- Information given
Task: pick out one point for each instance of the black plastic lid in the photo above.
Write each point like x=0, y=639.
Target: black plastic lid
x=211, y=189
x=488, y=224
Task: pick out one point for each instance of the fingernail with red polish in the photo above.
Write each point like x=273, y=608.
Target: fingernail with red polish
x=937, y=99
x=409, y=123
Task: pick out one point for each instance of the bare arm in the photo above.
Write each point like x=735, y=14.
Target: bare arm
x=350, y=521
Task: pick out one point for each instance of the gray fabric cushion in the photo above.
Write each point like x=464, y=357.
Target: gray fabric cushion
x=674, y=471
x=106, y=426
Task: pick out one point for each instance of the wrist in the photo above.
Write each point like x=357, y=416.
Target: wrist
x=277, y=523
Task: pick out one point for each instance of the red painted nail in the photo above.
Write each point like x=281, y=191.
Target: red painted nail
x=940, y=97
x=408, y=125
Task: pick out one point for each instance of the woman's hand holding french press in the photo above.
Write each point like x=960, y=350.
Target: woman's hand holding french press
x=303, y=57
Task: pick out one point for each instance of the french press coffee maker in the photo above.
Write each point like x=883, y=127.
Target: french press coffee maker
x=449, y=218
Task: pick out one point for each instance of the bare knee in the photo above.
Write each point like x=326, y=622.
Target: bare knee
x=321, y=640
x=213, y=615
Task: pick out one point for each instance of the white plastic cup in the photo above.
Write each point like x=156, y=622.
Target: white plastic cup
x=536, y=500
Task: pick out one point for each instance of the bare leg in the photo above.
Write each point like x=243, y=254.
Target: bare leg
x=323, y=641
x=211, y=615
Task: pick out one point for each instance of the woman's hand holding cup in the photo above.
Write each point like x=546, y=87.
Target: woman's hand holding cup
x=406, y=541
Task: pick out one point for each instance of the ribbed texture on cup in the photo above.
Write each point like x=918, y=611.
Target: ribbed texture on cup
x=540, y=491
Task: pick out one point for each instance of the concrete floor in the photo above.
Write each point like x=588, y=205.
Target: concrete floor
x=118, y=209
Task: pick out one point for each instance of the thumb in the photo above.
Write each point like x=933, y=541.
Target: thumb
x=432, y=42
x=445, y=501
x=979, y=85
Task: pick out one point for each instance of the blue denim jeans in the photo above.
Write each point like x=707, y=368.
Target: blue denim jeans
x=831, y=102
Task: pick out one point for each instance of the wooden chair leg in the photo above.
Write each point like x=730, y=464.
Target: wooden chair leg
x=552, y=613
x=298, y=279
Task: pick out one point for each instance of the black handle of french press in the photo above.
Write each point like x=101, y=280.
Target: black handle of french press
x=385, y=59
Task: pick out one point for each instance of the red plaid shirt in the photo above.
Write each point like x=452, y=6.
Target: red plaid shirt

- Work to complete
Format every line of the data above as a JSON list of strings, one string per line, leaving out blank lines.

- Result of the exercise
[
  "Task: pick out one point for each instance of the black plastic lid in the photo above.",
  "Write each point like x=0, y=639.",
  "Target: black plastic lid",
  "x=211, y=189",
  "x=488, y=224",
  "Task: pick out one point for each instance of the fingernail with red polish in the photo above.",
  "Write each point like x=273, y=608.",
  "Target: fingernail with red polish",
  "x=937, y=99",
  "x=409, y=123",
  "Task: pick out one point for each instance of the bare arm in the photo above.",
  "Write each point like x=735, y=14.",
  "Target: bare arm",
  "x=350, y=521",
  "Task: pick out one point for each instance of the gray fabric cushion in the photo above.",
  "Write each point like x=464, y=357.",
  "Target: gray fabric cushion",
  "x=674, y=471",
  "x=106, y=426",
  "Task: pick out one point for each instance of the wrist in the photo above.",
  "Write each point like x=357, y=416.",
  "Target: wrist",
  "x=277, y=523",
  "Task: pick out one point for each instance of the red painted nail in the photo above.",
  "Write each point like x=281, y=191.",
  "Target: red painted nail",
  "x=940, y=97",
  "x=408, y=125",
  "Task: pick out one point for each instance of the woman's hand holding french press in the photo above.",
  "Write each point like x=960, y=350.",
  "Target: woman's hand holding french press",
  "x=303, y=57",
  "Task: pick out one point for each instance of the french press coffee maker in the photo above.",
  "Write each point like x=883, y=127.",
  "Target: french press coffee maker",
  "x=449, y=218",
  "Task: pick out one point for each instance of the bare knee in the photo above.",
  "Write each point like x=326, y=622.",
  "Target: bare knee",
  "x=321, y=640",
  "x=213, y=615",
  "Task: pick out one point for each instance of the white plastic cup in the photo above.",
  "Write each point like x=156, y=622.",
  "Target: white plastic cup",
  "x=536, y=500",
  "Task: pick out one point for each instance of the bare leg in the photo above.",
  "Write each point like x=243, y=254.",
  "Target: bare leg",
  "x=323, y=641",
  "x=211, y=615",
  "Task: pick out one point for each instance of the woman's hand holding cup in the photo above.",
  "Write each point like x=546, y=87.",
  "Target: woman's hand holding cup",
  "x=406, y=541",
  "Task: pick out one point for each instance of the ribbed texture on cup in the photo above.",
  "Write each point like x=918, y=611.",
  "Target: ribbed texture on cup",
  "x=540, y=491",
  "Task: pick out one point for each instance of the concrete floor in the photo above.",
  "Write each point like x=588, y=205.",
  "Target: concrete floor",
  "x=118, y=209",
  "Task: pick out one point for each instance of the thumb in the photo above.",
  "Write each point like x=933, y=541.",
  "Target: thumb",
  "x=432, y=42",
  "x=445, y=501",
  "x=979, y=85",
  "Task: pick out one point for each instance of the blue denim jeans in the photo above.",
  "Write each point like x=707, y=368.",
  "Target: blue denim jeans",
  "x=831, y=102",
  "Task: pick out one point for each instance of the wooden chair leg in the photo above.",
  "Write each point like x=730, y=464.",
  "Target: wooden chair leg",
  "x=552, y=613",
  "x=298, y=279",
  "Task: pick out one point for each instance of the black handle of french press in the photo above.",
  "Write each point like x=101, y=280.",
  "Target: black handle of french press",
  "x=385, y=59",
  "Task: pick out one point for each instance of the red plaid shirt in the photo above.",
  "Write each point like x=452, y=6.",
  "Target: red plaid shirt"
]